**Task to carry out**
Everything from the line containing "positive clicks: (698, 300)" through the last line of the data below must be copied exactly, with no other lines included.

====== Information

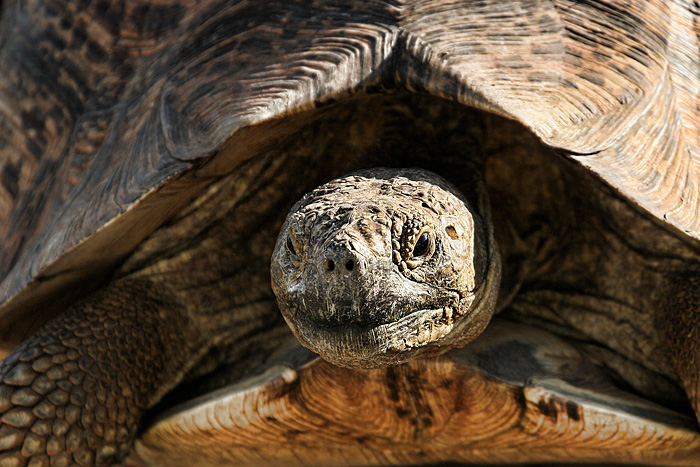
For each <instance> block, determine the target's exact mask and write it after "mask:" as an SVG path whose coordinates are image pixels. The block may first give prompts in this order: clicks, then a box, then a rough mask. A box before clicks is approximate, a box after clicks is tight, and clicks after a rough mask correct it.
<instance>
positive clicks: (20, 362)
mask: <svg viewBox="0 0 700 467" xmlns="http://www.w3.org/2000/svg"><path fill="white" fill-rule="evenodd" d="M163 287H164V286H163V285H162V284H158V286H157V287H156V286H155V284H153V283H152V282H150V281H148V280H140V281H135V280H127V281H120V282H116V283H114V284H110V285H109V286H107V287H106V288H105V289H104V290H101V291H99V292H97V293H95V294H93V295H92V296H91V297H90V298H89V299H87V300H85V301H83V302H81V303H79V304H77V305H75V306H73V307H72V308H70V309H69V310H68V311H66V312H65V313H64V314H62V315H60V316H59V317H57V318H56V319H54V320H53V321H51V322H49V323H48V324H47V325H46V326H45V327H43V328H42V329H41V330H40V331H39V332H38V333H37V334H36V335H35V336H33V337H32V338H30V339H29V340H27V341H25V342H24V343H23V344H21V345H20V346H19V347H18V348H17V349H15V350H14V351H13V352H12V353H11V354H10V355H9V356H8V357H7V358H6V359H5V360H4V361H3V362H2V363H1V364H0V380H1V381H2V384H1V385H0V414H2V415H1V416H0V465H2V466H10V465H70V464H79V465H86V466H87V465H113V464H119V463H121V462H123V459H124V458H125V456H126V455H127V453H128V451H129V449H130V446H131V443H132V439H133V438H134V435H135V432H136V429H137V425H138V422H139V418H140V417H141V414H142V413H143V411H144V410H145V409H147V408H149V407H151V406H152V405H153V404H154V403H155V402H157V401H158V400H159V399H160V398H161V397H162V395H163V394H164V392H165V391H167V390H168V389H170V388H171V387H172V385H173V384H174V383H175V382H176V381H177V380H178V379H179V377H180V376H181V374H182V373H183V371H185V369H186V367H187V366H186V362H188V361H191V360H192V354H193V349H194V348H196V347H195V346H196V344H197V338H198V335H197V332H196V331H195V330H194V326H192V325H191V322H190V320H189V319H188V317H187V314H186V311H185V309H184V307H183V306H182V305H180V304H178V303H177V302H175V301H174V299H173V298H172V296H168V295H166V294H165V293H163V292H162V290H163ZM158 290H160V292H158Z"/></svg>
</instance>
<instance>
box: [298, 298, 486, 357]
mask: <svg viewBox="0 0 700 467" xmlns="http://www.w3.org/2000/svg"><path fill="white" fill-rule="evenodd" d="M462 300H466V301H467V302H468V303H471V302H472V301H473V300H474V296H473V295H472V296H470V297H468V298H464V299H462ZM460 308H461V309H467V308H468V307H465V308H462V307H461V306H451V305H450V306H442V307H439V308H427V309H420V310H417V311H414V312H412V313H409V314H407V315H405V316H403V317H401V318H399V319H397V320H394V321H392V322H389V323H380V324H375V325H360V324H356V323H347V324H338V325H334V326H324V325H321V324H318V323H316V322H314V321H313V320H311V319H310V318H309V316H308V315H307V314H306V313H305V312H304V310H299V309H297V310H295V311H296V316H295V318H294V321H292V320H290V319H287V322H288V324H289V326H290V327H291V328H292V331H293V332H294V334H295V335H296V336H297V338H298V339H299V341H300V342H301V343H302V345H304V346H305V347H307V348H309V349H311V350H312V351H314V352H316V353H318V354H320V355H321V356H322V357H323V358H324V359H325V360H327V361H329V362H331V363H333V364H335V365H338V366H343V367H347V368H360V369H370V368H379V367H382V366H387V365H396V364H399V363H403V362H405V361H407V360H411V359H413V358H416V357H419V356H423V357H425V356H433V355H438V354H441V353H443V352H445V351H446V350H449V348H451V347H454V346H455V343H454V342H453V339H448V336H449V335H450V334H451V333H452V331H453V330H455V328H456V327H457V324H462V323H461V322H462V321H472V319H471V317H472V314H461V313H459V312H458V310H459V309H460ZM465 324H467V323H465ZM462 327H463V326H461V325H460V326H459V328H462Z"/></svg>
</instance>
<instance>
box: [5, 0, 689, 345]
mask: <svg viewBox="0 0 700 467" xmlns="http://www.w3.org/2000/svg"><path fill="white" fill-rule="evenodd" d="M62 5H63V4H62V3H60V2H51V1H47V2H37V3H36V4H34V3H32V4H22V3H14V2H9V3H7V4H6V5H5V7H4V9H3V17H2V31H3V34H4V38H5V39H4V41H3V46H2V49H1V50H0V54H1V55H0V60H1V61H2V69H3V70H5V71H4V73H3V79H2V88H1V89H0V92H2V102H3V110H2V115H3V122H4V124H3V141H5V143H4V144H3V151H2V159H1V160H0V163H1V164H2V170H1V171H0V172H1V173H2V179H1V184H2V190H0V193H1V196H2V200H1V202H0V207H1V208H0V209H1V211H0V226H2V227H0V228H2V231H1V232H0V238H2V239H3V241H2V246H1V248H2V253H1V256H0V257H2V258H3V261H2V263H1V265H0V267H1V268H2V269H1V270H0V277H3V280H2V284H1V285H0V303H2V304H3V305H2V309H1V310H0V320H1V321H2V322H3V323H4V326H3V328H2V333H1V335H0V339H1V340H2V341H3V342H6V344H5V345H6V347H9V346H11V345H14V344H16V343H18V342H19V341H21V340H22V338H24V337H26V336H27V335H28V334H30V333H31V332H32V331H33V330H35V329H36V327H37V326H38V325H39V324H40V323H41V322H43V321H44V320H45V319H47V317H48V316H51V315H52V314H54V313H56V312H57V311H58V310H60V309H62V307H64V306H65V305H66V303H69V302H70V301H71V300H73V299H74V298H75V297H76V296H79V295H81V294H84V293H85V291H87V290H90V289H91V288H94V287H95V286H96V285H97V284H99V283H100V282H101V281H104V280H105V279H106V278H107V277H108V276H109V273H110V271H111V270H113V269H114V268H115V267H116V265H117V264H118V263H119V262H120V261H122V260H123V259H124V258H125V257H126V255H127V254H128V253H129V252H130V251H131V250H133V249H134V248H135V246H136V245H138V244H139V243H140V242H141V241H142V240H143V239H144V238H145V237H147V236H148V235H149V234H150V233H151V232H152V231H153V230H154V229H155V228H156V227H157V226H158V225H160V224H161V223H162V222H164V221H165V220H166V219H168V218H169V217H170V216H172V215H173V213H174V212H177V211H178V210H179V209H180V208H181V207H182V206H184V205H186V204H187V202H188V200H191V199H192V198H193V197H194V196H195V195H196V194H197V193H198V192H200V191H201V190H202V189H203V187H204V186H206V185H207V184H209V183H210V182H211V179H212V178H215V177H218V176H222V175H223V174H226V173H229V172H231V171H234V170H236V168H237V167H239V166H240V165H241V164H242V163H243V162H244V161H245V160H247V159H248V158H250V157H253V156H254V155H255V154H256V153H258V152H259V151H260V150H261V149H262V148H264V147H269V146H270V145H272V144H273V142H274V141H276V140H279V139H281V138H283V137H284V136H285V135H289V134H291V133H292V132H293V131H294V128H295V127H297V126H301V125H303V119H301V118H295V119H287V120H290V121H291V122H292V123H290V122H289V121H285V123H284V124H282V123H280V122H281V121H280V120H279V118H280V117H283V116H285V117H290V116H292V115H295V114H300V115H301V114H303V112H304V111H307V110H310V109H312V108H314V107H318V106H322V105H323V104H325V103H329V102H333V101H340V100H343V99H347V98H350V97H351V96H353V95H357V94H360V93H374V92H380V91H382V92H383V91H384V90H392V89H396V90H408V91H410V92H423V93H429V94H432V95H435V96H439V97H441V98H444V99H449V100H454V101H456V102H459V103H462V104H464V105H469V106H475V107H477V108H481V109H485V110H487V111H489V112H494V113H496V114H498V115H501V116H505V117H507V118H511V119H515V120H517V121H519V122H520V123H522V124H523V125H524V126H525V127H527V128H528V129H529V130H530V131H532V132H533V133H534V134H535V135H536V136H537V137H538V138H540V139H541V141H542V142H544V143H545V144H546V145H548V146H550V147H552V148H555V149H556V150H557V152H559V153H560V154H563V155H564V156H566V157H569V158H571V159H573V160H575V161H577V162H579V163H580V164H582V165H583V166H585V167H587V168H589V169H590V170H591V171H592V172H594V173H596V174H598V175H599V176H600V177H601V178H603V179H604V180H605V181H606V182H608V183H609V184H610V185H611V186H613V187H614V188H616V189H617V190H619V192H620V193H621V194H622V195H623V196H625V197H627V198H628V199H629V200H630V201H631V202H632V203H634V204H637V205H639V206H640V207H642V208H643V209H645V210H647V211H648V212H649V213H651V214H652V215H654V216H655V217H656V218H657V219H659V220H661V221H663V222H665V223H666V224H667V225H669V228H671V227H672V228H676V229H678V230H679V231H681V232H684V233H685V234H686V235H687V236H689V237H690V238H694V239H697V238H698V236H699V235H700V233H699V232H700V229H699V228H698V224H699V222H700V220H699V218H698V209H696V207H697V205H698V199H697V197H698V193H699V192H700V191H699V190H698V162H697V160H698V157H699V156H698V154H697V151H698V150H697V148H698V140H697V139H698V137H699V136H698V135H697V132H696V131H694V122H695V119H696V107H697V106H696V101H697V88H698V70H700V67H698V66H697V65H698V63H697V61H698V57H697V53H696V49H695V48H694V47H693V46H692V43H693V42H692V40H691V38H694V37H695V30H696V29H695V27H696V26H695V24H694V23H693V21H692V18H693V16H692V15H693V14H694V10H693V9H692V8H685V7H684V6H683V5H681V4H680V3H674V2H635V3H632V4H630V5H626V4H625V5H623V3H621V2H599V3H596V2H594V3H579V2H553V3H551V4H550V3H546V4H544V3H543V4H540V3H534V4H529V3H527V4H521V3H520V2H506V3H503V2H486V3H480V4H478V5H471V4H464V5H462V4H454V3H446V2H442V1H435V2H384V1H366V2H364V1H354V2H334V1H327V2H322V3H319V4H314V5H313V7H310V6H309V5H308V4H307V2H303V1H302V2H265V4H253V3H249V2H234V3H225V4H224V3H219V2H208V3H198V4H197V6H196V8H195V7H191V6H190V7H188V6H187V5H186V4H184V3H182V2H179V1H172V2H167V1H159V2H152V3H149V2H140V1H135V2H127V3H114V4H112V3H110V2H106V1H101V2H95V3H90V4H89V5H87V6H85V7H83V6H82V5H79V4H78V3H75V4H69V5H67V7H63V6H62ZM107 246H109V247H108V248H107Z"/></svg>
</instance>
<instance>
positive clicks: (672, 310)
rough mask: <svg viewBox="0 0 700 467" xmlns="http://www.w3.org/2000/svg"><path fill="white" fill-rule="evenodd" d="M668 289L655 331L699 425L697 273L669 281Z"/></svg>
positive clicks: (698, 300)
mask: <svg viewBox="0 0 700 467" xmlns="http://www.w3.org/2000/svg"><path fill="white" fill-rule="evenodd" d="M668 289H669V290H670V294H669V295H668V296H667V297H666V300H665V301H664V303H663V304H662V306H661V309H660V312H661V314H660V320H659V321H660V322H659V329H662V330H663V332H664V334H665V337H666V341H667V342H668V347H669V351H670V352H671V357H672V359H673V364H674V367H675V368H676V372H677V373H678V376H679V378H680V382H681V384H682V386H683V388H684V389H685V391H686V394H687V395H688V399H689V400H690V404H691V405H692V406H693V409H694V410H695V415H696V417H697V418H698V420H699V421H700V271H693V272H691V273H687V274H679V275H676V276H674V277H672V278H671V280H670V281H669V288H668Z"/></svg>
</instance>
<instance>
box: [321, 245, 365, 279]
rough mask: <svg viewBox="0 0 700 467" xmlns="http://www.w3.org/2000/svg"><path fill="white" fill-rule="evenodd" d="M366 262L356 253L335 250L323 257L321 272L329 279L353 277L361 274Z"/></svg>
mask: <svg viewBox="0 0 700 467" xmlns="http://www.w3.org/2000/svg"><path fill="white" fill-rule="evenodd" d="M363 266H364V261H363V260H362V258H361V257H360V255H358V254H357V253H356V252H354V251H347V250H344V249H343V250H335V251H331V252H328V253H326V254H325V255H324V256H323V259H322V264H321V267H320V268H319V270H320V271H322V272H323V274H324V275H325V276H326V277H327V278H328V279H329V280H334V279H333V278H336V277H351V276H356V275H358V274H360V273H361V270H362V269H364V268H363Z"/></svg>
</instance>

============

**Reply**
positive clicks: (698, 300)
mask: <svg viewBox="0 0 700 467" xmlns="http://www.w3.org/2000/svg"><path fill="white" fill-rule="evenodd" d="M668 289H669V290H670V294H669V295H668V296H667V297H666V300H665V301H664V303H663V304H662V306H661V309H660V312H661V314H660V320H659V321H660V322H659V329H662V330H663V332H664V334H665V337H666V341H667V342H668V347H669V351H670V352H671V357H672V359H673V364H674V367H675V368H676V372H677V373H678V376H679V378H680V382H681V384H682V386H683V388H684V389H685V391H686V394H687V395H688V399H689V400H690V404H691V405H692V406H693V409H694V410H695V415H696V417H697V418H698V420H699V421H700V271H693V272H691V273H687V274H679V275H676V276H674V277H672V278H671V280H670V281H669V288H668Z"/></svg>
</instance>
<instance>
box: [321, 245, 365, 279]
rough mask: <svg viewBox="0 0 700 467" xmlns="http://www.w3.org/2000/svg"><path fill="white" fill-rule="evenodd" d="M366 262L356 253L335 250L323 257L321 272L329 279L353 277L361 274Z"/></svg>
mask: <svg viewBox="0 0 700 467" xmlns="http://www.w3.org/2000/svg"><path fill="white" fill-rule="evenodd" d="M363 266H364V261H363V260H362V258H361V257H360V255H358V254H357V253H356V252H354V251H347V250H344V249H343V250H335V251H331V252H328V253H326V254H325V255H324V256H323V259H322V264H321V267H320V268H319V270H320V271H322V272H323V274H324V275H325V276H326V277H327V278H328V279H329V280H334V279H333V278H336V277H351V276H356V275H358V274H360V273H361V270H362V269H364V268H363Z"/></svg>
</instance>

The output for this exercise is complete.